### Selected extract
-- Opening Marker --
With deadlines to address climate change looming, countries worldwide missed a chance with unprecedented pandemic stimulus spending, a new Johns Hopkins University study finds.
Analyzing over $13 trillion in COVID-19-related stimulus packages from 19 countries and the European Union, just 6% of the money went to projects that will likely reduce greenhouse gasses, while the vast majority of recovery spending didn’t address climate at all. Another 3% of stimulus spending went to projects likely to increase emissions.
The findings are published by Nature.
“These economic recovery packages provided an opportunity for countries including the United States to really envision what they want their economies to look like going forward,” said co-author Scot Miller, an assistant professor of environmental health and engineering at Johns Hopkins. “The pandemic could have been an opportunity to push countries toward greener economies and a lot of governments have failed to do so.”
Governments typically prioritize economic growth over climate protection, particularly during economic downturns. Yet stimulus spending during recessions offers an opportunity to combine climate and economic objectives, the authors say. In the aftermath of the 2009 recession, for instance, 16% of global stimulus spending targeted emissions-reducing activities.
The team analyzed each nation’s stimulus policy from the beginning of the pandemic in 2020 well into 2021, considering the percent dedicated for activities that would increase emissions, lower emissions or that were emissions neutral.
Of the $13 trillion nations pledged for recovery efforts, just 6% targeted activities that would reduce emissions —investments in electric vehicles, transit infrastructure, energy efficient homes and offices, and renewable energy research. Countries spent less $1 trillion on projects that would cut greenhouse emissions, either directly or indirectly.
“Even though this was a public health crisis, in principle governments could have intervened in the economy in a way that changed everything, getting together to do something really big to meet the climate challenge,” said lead author Jonas Nahm, assistant professor of energy, resources, and environment at Johns Hopkins’ School of Advanced International Studies. “But the vast majority of the money spent has very tenuous relations to emissions so it was, overall, very disappointing.”
The team found that of green stimulus measures, only about 27% would directly reduce greenhouse emissions. The remaining approximately 72% would have an indirect impact at best, projects like subsidies for biofuel producers in Brazil, or funding in Germany to aid the construction of electric vehicle charging stations.
Countries that dedicated the most stimulus money for green projects include South Korea and the European Union, each dedicating more than 30% of their packages to such measures. Brazil, Germany and Italy invested more than 20% of their recovery spending in green projects while France spent just over 10%.
Countries that barely considered climate-related projects in their recovery plans, spending less than 5% of their totals, include the United States, Japan, Russia, and the United Kingdom.
The trillions of dollars spent globally, mainly on unconditional checks for individuals and businesses, could have covered the necessary investments in technology, infrastructure, and research and development to meet the Paris Agreement climate goals, all while creating jobs and economic recovery, the authors said. As part of this agreement, many countries have set interim emissions goals for year 2030.
“If there was ever an opportunity to tie economic recovery with these climate goals that are drawing closer by the day, this would have been the time to do it,” Miller said. “In the months and years ahead, we shouldn’t forget about climate and greenhouse gas emissions goals when devising economic recovery measures. These 2030 climate goals are coming faster and sooner than we think and we can’t put off thinking about climate change until the pandemic is over.”
-- Closing Marker --
### Activities
[1] Please extract the passage from "Countries that dedicated" to "just over 10%." in the article on pandemic stimulus spending.
[2] According to the article on pandemic stimulus spending, what percentage of global stimulus spending targeted emissions-reducing activities after the 2009 recession?
You won't need the items.

### Records supplied
-- Opening Marker --
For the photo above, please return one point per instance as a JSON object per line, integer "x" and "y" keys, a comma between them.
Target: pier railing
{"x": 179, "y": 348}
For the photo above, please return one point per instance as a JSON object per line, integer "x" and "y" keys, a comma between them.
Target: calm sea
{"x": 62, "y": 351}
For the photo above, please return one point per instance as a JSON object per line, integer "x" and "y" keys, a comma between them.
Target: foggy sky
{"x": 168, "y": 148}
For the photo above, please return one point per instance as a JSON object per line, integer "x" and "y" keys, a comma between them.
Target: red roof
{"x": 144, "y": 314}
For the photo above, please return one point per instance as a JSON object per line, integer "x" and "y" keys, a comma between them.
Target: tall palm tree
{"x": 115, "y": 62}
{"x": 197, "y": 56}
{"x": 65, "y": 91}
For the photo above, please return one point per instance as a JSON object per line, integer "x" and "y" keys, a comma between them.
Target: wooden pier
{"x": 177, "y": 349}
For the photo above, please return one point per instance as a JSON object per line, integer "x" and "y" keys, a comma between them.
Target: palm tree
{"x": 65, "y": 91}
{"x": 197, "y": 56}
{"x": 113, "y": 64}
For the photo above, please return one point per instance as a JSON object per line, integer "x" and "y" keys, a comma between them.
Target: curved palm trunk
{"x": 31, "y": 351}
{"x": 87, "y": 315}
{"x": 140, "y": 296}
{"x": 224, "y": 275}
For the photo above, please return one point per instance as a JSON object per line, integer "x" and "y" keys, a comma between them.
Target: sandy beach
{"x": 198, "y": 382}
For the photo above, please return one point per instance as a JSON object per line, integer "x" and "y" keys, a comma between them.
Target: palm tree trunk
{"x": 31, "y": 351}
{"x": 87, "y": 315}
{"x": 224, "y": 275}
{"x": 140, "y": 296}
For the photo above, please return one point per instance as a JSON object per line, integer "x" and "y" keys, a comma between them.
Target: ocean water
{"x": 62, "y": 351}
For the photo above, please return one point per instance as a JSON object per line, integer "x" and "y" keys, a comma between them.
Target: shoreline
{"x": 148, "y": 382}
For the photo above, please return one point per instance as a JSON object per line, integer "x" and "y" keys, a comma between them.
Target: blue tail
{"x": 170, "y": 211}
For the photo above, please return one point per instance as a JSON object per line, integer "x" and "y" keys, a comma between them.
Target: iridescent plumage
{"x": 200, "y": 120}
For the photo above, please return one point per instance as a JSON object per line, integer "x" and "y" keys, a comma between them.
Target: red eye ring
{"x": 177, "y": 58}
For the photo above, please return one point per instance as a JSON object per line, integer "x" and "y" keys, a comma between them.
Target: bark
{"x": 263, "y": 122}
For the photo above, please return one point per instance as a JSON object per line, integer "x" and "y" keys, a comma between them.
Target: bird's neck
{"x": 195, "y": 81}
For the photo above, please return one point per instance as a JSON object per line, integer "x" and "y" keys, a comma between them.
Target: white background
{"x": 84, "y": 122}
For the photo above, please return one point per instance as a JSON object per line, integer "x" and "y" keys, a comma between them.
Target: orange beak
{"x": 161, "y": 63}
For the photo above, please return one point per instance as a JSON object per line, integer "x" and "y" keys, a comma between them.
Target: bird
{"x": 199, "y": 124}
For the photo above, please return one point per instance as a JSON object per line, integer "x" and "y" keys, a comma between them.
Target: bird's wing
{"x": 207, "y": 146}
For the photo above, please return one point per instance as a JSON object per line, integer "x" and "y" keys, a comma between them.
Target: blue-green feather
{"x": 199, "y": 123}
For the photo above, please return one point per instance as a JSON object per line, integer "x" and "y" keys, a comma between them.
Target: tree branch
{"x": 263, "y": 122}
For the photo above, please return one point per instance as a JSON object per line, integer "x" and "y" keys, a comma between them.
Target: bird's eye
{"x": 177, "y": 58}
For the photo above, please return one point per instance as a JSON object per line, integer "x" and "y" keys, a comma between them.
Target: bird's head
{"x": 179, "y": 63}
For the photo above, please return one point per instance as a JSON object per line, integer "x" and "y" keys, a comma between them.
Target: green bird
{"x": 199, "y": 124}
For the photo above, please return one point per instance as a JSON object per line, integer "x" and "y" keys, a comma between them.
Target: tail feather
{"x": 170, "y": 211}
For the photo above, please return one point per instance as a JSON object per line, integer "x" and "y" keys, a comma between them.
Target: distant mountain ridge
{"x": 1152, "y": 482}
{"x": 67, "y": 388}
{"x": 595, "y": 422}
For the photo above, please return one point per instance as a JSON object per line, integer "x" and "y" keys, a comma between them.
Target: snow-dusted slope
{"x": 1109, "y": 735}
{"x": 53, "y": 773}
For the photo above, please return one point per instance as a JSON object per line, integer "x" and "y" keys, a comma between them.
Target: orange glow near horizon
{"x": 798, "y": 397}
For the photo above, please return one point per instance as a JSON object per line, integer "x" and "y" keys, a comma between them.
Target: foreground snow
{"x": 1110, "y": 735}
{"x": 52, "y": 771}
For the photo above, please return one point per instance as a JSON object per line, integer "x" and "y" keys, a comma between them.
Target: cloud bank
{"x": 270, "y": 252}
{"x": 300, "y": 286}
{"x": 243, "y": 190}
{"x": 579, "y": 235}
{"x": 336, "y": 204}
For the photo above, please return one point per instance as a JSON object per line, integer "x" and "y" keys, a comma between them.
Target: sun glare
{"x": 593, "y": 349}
-- Closing Marker --
### Solutions in order
[1]
Countries that dedicated the most stimulus money for green projects include South Korea and the European Union, each dedicating more than 30% of their packages to such measures. Brazil, Germany and Italy invested more than 20% of their recovery spending in green projects while France spent just over 10%.

[2] 16%